● What this task involves: Your task is to repeat all of the material exactly.

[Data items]
<<<<

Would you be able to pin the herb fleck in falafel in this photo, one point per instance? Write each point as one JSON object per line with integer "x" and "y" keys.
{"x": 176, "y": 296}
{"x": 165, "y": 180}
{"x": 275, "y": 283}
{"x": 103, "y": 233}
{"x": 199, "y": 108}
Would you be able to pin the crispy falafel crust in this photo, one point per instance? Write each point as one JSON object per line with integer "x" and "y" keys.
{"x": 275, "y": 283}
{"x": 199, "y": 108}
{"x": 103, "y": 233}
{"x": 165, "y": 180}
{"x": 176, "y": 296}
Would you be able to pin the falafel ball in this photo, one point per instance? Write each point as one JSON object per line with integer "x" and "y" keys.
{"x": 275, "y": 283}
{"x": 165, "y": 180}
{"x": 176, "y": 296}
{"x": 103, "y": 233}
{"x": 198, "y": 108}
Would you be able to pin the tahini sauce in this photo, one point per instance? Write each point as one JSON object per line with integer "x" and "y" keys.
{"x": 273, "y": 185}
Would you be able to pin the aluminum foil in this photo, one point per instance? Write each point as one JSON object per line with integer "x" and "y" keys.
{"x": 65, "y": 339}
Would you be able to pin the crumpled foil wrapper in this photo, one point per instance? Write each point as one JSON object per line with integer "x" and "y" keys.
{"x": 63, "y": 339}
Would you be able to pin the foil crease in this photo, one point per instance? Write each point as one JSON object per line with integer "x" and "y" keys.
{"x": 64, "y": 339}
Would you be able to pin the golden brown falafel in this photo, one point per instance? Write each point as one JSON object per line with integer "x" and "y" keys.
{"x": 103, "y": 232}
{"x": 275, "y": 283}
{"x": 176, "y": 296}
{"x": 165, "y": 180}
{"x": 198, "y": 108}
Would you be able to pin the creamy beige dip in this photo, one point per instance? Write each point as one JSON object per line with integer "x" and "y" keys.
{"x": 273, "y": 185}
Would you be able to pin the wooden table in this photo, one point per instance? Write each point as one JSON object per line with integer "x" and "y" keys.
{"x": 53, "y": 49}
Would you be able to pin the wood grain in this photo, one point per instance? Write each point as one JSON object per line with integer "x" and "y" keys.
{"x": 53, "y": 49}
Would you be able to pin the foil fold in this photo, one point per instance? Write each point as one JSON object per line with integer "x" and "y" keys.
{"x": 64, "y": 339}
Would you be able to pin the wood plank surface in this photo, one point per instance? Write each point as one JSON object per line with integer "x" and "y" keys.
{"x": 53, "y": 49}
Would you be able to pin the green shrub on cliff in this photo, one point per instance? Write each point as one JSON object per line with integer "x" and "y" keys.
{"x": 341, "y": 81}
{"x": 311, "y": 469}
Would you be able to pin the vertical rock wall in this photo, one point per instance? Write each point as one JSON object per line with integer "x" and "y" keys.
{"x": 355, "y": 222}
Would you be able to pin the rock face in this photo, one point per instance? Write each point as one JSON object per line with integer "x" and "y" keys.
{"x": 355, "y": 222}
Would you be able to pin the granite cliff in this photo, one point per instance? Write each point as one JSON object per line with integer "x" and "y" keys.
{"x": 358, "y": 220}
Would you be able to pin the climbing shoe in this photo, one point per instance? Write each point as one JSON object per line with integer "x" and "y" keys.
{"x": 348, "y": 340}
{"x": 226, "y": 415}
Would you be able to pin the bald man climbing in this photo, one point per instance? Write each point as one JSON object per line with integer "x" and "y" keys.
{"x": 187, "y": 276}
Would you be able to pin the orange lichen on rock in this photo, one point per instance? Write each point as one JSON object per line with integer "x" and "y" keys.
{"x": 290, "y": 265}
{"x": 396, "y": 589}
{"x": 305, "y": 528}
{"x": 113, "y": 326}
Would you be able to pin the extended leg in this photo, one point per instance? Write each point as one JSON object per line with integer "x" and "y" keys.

>>>>

● Answer in full:
Would you be able to pin the herb fleck in falafel in this photo, one point per instance? Write each point as one JSON object per line with integer "x" and "y" keys.
{"x": 176, "y": 296}
{"x": 165, "y": 180}
{"x": 275, "y": 283}
{"x": 103, "y": 233}
{"x": 199, "y": 108}
Would you be able to pin the crispy falafel crust in this photo, one point per instance? Write each point as one JSON object per line with integer "x" and "y" keys.
{"x": 275, "y": 283}
{"x": 199, "y": 108}
{"x": 103, "y": 233}
{"x": 165, "y": 180}
{"x": 176, "y": 296}
Would you be able to pin the falafel ball in this photo, one point per instance? Write each point as one JSON object per line with integer "x" and "y" keys.
{"x": 275, "y": 283}
{"x": 165, "y": 180}
{"x": 176, "y": 296}
{"x": 103, "y": 233}
{"x": 198, "y": 108}
Would you be able to pin the tahini sauce in this photo, one point per instance? Write each point as one JSON object per line with integer "x" and "y" keys.
{"x": 273, "y": 185}
Would you be able to pin the aluminum foil in this photo, one point per instance? Write each point as one JSON object per line with integer "x" and "y" keys.
{"x": 65, "y": 339}
Would you be able to pin the crumpled foil wrapper in this photo, one point per instance? Write each point as one JSON object per line with integer "x" and "y" keys.
{"x": 63, "y": 339}
Would you be able to pin the foil crease in this photo, one point per instance? Write each point as one JSON object per line with integer "x" and "y" keys.
{"x": 64, "y": 339}
Would you be able to pin the golden brown falafel in this photo, one point per instance? Write each point as one JSON object per line with integer "x" and "y" keys.
{"x": 103, "y": 232}
{"x": 275, "y": 283}
{"x": 176, "y": 296}
{"x": 165, "y": 180}
{"x": 198, "y": 108}
Would you be able to pin the creamy beige dip in this photo, one point per instance? Write each point as one JSON object per line with integer "x" and "y" keys.
{"x": 273, "y": 185}
Would you be able to pin the wooden table in this photo, one point per instance? Write each point as one JSON object per line with integer "x" and "y" keys.
{"x": 53, "y": 49}
Would you be able to pin the wood grain in this photo, one point per instance? Write each point as one JSON object per line with integer "x" and "y" keys.
{"x": 53, "y": 49}
Would you be able to pin the foil fold in this photo, one point per instance? Write each point as one JSON object per line with integer "x" and "y" keys.
{"x": 64, "y": 339}
Would you be able to pin the wood plank surface in this photo, one point per instance? Write each point as one JSON object per line with integer "x" and "y" keys.
{"x": 53, "y": 49}
Would you be able to pin the green shrub on cliff in this photo, one point per instance? Write each point as one JSON object per line with integer "x" and "y" keys.
{"x": 341, "y": 81}
{"x": 311, "y": 469}
Would you be able to pin the vertical rock wall in this photo, one point per instance? Write each point as one JSON object per line with integer "x" and "y" keys.
{"x": 355, "y": 222}
Would you be able to pin the rock face in this photo, one point per instance? Write each point as one JSON object per line with integer "x" and "y" keys.
{"x": 355, "y": 222}
Would you be able to pin the granite cliff in this photo, one point per instance? Write each point as one JSON object per line with integer "x" and "y" keys.
{"x": 358, "y": 220}
Would you be able to pin the climbing shoe in this photo, one point per instance? Write each point as one JSON object per line with integer "x" and "y" keys.
{"x": 348, "y": 340}
{"x": 226, "y": 415}
Would you be able to pin the bald man climbing in this photo, one point per instance? Write each point as one JSON object per line with integer "x" and "y" keys.
{"x": 187, "y": 276}
Would you be able to pin the orange lichen on rock in this photo, one point per instance? Write each point as one JSON object per line with integer "x" and "y" keys.
{"x": 290, "y": 265}
{"x": 396, "y": 589}
{"x": 305, "y": 528}
{"x": 113, "y": 326}
Would you be able to pin the extended leg in this photo, one point per instance? Write each point as one JSON object per line with integer "x" and "y" keys.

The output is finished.